### EXERCISE 1
List every throughput figure, in tokens per second, that the thread below on running Gemma-4-31B gives.

### EXCERPTED TEXT
▶

Gemma-4-31B at long context on a single 24 GB GPU: why it's hard, and what actually works #239

noonghunna · 2026-05-27T04:44:38Z

noonghunna
May 27, 2026
Maintainer

TL;DR

Running Gemma-4-31B at 100K+ context on a single 24 GB GPU turned out to be mostly a build-configuration problem, not a fundamental one. Gemma-4's global-attention layers use head_dim=512, and the prebuilt ggml-org/llama.cpp image doesn't compile the FlashAttention kernels for it → ~12 tok/s. Built from source with -DGGML_CUDA_FA_ALL_QUANTS=ON, mainline llama.cpp runs Gemma-4 (q5/q4 KV) at 36.5 tok/s with full big context — no fork. beellama.cpp adds a DFlash spec-decode topping (54→193 tok/s, workload-dependent) but isn't required for the base capability.

The core problem (and the nuance that fixes it)

Gemma-4 interleaves sliding-window attention (head_dim=256) with global attention (head_dim=512), ~5:1. Two consequences:

KV cache — SWA-aware allocation caps most layers at the 1024-token window, so big context fits modest VRAM (mainline GGML already does this).
Attention speed — head_dim=512 needs a FlashAttention kernel that supports it. Two different FAs matter here:
- Dao-AILab FA (used by vLLM / SGLang): head_dim=512 PRs are Hopper/Blackwell-only — no Ampere. So vLLM/SGLang fall back to the slow TRITON_ATTN path on a 3090.

◀

### EXERCISE 2
From the rows below, output the lines starting with the line that contains "# draw the outline of every instance of the wet" and going on through the line that contains "32 108 L 17", both included, copied character for character.

### INPUT
▶

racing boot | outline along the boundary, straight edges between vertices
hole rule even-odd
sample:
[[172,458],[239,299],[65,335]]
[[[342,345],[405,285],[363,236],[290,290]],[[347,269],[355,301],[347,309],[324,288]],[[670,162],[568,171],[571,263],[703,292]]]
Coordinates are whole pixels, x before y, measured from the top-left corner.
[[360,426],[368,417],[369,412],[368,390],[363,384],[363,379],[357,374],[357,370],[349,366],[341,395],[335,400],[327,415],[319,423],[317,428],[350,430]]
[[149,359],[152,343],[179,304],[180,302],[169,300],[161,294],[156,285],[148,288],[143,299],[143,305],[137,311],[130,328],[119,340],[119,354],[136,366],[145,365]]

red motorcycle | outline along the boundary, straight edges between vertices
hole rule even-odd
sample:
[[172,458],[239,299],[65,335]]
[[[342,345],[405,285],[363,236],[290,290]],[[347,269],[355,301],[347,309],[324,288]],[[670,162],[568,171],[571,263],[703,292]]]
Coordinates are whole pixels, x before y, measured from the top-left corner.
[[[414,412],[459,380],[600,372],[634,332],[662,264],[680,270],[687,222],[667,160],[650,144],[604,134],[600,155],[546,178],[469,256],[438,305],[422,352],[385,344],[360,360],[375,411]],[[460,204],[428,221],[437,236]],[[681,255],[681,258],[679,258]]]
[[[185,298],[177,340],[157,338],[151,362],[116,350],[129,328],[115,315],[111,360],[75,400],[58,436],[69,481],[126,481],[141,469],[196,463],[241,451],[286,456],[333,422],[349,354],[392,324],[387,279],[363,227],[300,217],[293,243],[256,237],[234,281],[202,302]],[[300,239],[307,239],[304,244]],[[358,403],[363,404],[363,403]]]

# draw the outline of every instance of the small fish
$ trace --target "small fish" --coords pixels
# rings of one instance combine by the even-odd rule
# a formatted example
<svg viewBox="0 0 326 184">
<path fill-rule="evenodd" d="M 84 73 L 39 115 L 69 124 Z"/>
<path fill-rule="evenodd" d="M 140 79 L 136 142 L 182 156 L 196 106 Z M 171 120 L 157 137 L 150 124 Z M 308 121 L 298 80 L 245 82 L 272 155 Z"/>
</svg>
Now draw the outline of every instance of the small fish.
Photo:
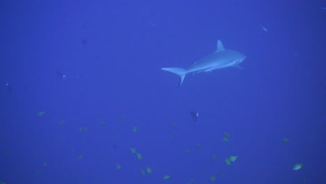
<svg viewBox="0 0 326 184">
<path fill-rule="evenodd" d="M 263 25 L 261 25 L 261 28 L 265 32 L 268 32 L 268 30 L 267 30 L 265 26 L 263 26 Z"/>
</svg>

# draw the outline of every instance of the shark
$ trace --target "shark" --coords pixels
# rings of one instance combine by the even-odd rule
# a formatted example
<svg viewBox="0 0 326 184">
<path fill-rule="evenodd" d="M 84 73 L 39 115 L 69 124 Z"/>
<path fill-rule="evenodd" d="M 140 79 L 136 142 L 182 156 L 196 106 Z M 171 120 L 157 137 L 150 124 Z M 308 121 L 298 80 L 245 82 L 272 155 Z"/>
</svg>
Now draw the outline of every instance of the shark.
<svg viewBox="0 0 326 184">
<path fill-rule="evenodd" d="M 226 49 L 221 40 L 217 40 L 217 47 L 213 53 L 194 62 L 187 69 L 182 68 L 162 68 L 162 70 L 178 75 L 180 77 L 178 87 L 183 84 L 185 77 L 188 73 L 193 75 L 200 72 L 210 72 L 212 70 L 225 68 L 237 68 L 243 70 L 239 64 L 246 56 L 238 51 Z"/>
</svg>

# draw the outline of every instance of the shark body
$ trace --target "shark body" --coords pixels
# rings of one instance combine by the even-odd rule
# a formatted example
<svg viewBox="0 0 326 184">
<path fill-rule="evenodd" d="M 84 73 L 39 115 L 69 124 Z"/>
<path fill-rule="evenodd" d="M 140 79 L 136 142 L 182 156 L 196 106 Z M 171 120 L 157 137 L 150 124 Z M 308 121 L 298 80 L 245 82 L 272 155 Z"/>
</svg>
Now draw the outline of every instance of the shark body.
<svg viewBox="0 0 326 184">
<path fill-rule="evenodd" d="M 179 87 L 188 73 L 209 72 L 215 70 L 228 67 L 242 69 L 239 63 L 246 59 L 246 56 L 238 51 L 226 49 L 220 40 L 217 41 L 217 48 L 211 54 L 194 63 L 187 69 L 182 68 L 162 68 L 162 70 L 179 75 Z"/>
</svg>

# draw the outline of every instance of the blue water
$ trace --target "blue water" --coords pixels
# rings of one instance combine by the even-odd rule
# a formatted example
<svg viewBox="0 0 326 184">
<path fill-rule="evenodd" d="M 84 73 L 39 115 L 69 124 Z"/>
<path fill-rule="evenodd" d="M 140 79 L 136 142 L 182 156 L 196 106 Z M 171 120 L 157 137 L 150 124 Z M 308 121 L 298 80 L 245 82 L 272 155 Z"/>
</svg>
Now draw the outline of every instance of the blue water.
<svg viewBox="0 0 326 184">
<path fill-rule="evenodd" d="M 1 1 L 0 183 L 326 183 L 325 7 Z"/>
</svg>

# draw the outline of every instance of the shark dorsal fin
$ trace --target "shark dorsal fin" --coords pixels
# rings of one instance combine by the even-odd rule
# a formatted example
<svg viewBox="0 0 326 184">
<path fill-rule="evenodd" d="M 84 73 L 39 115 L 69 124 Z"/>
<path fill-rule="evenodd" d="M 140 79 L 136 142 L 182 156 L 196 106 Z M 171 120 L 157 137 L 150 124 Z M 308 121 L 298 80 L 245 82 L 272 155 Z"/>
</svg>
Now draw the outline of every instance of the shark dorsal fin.
<svg viewBox="0 0 326 184">
<path fill-rule="evenodd" d="M 217 40 L 217 48 L 216 52 L 224 50 L 224 47 L 223 47 L 223 44 L 222 43 L 221 40 Z"/>
</svg>

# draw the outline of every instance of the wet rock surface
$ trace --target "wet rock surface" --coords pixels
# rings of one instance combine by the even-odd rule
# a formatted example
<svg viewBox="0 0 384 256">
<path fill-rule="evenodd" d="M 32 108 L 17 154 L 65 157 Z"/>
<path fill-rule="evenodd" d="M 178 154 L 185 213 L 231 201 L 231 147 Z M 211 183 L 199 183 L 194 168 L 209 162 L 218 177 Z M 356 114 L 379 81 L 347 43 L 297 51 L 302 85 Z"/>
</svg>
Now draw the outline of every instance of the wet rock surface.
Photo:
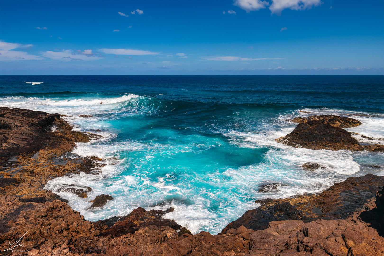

◀

### ANSWER 1
- ~12 tok/s
- 36.5 tok/s
- 54 tok/s
- 193 tok/s

### ANSWER 2
# draw the outline of every instance of the wet rock surface
$ trace --target "wet rock surface" --coords pixels
# rings of one instance combine by the even-odd rule
# a formatted example
<svg viewBox="0 0 384 256">
<path fill-rule="evenodd" d="M 32 108 L 17 154 L 65 157 Z"/>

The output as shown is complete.